● EXERCISE BRIEF: Take the entries below and print all of them exactly, please.

Saved entries:
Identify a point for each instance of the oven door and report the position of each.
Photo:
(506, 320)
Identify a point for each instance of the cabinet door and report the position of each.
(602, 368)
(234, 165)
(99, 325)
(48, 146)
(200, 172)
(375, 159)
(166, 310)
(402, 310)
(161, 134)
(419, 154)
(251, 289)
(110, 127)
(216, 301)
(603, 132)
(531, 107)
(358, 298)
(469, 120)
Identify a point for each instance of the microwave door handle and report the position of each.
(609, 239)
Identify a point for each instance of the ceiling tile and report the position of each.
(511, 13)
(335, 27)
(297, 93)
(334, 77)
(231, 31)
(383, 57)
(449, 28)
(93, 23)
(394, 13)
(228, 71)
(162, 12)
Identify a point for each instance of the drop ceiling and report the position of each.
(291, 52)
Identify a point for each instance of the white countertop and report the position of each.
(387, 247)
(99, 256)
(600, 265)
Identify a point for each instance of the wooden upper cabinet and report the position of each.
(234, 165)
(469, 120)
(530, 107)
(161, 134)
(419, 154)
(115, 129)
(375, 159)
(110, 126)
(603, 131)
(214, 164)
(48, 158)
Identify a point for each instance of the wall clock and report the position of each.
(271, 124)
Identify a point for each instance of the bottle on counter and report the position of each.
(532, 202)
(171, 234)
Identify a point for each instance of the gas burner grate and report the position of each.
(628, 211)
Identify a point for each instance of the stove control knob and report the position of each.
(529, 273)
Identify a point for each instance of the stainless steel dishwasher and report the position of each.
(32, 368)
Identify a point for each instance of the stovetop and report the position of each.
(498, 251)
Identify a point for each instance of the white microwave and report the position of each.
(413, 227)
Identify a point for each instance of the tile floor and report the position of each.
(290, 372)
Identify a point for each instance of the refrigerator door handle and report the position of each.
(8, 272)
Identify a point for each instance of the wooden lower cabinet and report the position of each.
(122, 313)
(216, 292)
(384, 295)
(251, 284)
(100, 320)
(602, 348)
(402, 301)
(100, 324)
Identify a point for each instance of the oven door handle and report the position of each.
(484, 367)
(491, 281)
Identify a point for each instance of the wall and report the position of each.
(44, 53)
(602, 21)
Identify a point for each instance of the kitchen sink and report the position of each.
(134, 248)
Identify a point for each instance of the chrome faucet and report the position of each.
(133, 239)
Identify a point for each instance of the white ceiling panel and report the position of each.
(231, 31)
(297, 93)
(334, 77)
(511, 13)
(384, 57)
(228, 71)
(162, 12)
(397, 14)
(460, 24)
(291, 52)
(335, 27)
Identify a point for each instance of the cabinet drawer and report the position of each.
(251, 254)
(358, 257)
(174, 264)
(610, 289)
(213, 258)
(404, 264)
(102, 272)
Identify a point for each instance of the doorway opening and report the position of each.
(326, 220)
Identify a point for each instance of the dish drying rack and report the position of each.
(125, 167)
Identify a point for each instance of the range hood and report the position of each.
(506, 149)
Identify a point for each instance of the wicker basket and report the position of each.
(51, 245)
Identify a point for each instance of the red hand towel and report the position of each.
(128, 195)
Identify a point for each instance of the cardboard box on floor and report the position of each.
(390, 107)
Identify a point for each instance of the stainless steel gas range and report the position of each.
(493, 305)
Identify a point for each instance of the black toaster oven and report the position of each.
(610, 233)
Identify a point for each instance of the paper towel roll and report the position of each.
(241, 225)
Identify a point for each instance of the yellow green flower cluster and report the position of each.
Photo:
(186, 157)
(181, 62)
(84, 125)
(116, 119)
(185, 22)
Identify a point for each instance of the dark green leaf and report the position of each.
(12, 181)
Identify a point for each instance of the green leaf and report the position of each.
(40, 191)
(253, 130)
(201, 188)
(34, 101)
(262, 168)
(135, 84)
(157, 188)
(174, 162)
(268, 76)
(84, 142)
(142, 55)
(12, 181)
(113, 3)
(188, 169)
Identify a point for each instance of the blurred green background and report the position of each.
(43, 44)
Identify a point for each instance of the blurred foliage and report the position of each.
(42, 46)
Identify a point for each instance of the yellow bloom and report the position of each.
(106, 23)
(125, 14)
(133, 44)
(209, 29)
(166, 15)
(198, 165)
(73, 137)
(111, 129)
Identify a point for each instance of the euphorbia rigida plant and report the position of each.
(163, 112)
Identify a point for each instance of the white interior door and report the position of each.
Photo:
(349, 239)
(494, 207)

● OUTPUT FOR THIS TASK:
Identify a point for each instance of the oven door and report the position of each.
Photo:
(506, 320)
Identify a point for each instance of the cabinet door and report the position of each.
(602, 368)
(234, 165)
(99, 325)
(48, 146)
(200, 172)
(375, 159)
(166, 310)
(402, 310)
(161, 134)
(419, 154)
(251, 289)
(110, 127)
(216, 301)
(603, 132)
(531, 107)
(358, 298)
(469, 120)
Identify a point for each instance of the microwave door handle and report the position of each.
(609, 239)
Identify a point for each instance of the ceiling tile and report the position of each.
(511, 13)
(335, 27)
(297, 93)
(334, 77)
(231, 31)
(383, 57)
(449, 28)
(93, 23)
(394, 13)
(228, 71)
(162, 12)
Identify a point for each instance of the drop ceiling and report the position of each.
(291, 52)
Identify a point for each instance of the white countertop and report the position of each.
(387, 247)
(99, 256)
(600, 265)
Identify a point for each instance of the wooden upper cabinet and report the position of each.
(234, 165)
(469, 120)
(530, 107)
(161, 134)
(419, 154)
(115, 129)
(375, 159)
(110, 126)
(603, 131)
(214, 164)
(48, 158)
Identify a point for each instance of the wall clock and report the position of each.
(271, 124)
Identify a point for each instance of the bottle on counter and report the position of each.
(532, 202)
(171, 234)
Identify a point for each instance of the gas burner grate and report the position of each.
(628, 211)
Identify a point for each instance of the stove control knob and report the position of each.
(529, 273)
Identify a point for each instance of the stainless steel dishwasher and report the position of each.
(32, 368)
Identify a point for each instance of the stovetop and report the position of each.
(498, 251)
Identify a point for each instance of the white microwave and report the position of each.
(413, 227)
Identify a point for each instance of the tile floor and report the position of each.
(290, 372)
Identify a point for each instance of the refrigerator door handle and report the position of each.
(8, 272)
Identify a point for each instance of the wooden lower cabinet and report the position of each.
(122, 313)
(216, 292)
(384, 295)
(251, 284)
(100, 320)
(602, 348)
(402, 301)
(100, 324)
Identify a point for each instance of the oven door handle and report the position of each.
(484, 367)
(491, 281)
Identify a point for each instance of the wall and report the position of each.
(44, 53)
(602, 21)
Identify a point for each instance of the kitchen sink and report the position of each.
(134, 248)
Identify a point for each instance of the chrome faucet and report the position of each.
(133, 239)
Identify a point for each instance of the white ceiling panel and report the position of each.
(231, 31)
(297, 93)
(334, 77)
(511, 13)
(384, 57)
(228, 71)
(162, 12)
(397, 14)
(460, 24)
(291, 52)
(335, 27)
Identify a point for each instance of the cabinet drawer and report the position of each.
(251, 254)
(358, 257)
(174, 264)
(610, 289)
(213, 258)
(404, 264)
(102, 272)
Identify a point for each instance of the doorway opening and report the position of each.
(326, 220)
Identify a point for each instance of the dish drying rack and report the position of each.
(125, 167)
Identify a point for each instance of the range hood and report the position of each.
(506, 149)
Identify a point for each instance of the wicker basket and report the position of each.
(51, 245)
Identify a point for each instance of the red hand towel and report the position of each.
(128, 195)
Identify a point for each instance of the cardboard box on floor and report the position of each.
(390, 107)
Identify a point for each instance of the stainless steel gas range and report the position of each.
(493, 305)
Identify a point for each instance of the black toaster oven and report the position of each.
(610, 233)
Identify a point for each instance of the paper towel roll and report the position of each.
(241, 225)
Identify a point for each instance of the yellow green flower cluster and report the position of each.
Photo:
(186, 157)
(181, 62)
(84, 125)
(116, 119)
(185, 22)
Identify a point for each instance of the dark green leaf and report the position of each.
(12, 181)
Identify a point for each instance of the green leaf and report the position of each.
(40, 191)
(253, 130)
(201, 188)
(34, 101)
(262, 168)
(135, 84)
(157, 188)
(174, 162)
(268, 76)
(84, 142)
(142, 55)
(12, 181)
(113, 3)
(188, 169)
Identify a point for each instance of the blurred green background and report the position of each.
(43, 44)
Identify a point for each instance of the blurred foliage and report the position of each.
(42, 46)
Identify a point for each instance of the yellow bloom and report the position of each.
(106, 23)
(125, 14)
(133, 44)
(209, 29)
(166, 15)
(198, 165)
(73, 137)
(111, 129)
Identify a point for each instance of the euphorbia rigida plant and report the position of each.
(163, 112)
Identify a point for each instance of the white interior door and report the position of each.
Photo:
(349, 239)
(494, 207)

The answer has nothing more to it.